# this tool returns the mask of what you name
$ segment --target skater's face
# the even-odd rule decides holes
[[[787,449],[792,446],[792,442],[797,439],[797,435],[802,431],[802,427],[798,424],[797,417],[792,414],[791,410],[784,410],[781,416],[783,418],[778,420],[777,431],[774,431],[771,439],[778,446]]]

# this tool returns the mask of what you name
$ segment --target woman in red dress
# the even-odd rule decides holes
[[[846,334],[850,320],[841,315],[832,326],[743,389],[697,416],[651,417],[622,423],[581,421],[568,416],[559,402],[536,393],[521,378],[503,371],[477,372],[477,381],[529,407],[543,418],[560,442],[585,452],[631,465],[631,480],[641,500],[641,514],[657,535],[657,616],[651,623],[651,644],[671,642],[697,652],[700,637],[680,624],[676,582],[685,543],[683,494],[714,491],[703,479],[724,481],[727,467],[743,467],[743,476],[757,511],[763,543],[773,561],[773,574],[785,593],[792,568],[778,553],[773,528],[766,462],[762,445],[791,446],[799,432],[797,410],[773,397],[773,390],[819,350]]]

------

Format the material above as a JSON list of strings, with one string for each line and the blank lines omitted.

[
  "# this tool returns the mask of what you name",
  "$ segment --target skater's face",
  "# the even-odd rule decides holes",
  "[[[787,449],[792,446],[792,442],[797,439],[797,435],[802,431],[802,427],[798,424],[797,417],[792,414],[791,410],[784,410],[781,416],[783,418],[778,420],[777,431],[774,431],[771,439],[778,446]]]",
  "# this tool returns the mask of what you name",
  "$ segment --target woman in red dress",
  "# the even-odd rule decides holes",
  "[[[846,334],[850,320],[841,315],[832,326],[743,389],[697,416],[651,417],[622,423],[581,421],[568,416],[559,402],[536,393],[521,378],[503,371],[477,372],[477,381],[529,407],[543,418],[560,442],[585,452],[631,465],[631,480],[641,500],[641,514],[657,535],[657,616],[651,623],[651,644],[671,642],[697,652],[700,637],[680,624],[676,582],[685,543],[683,494],[714,491],[703,479],[724,481],[727,467],[743,467],[743,476],[757,511],[763,543],[773,561],[773,574],[785,593],[792,568],[778,553],[773,528],[766,462],[762,445],[791,446],[799,432],[797,410],[773,397],[773,390],[819,350]]]"
]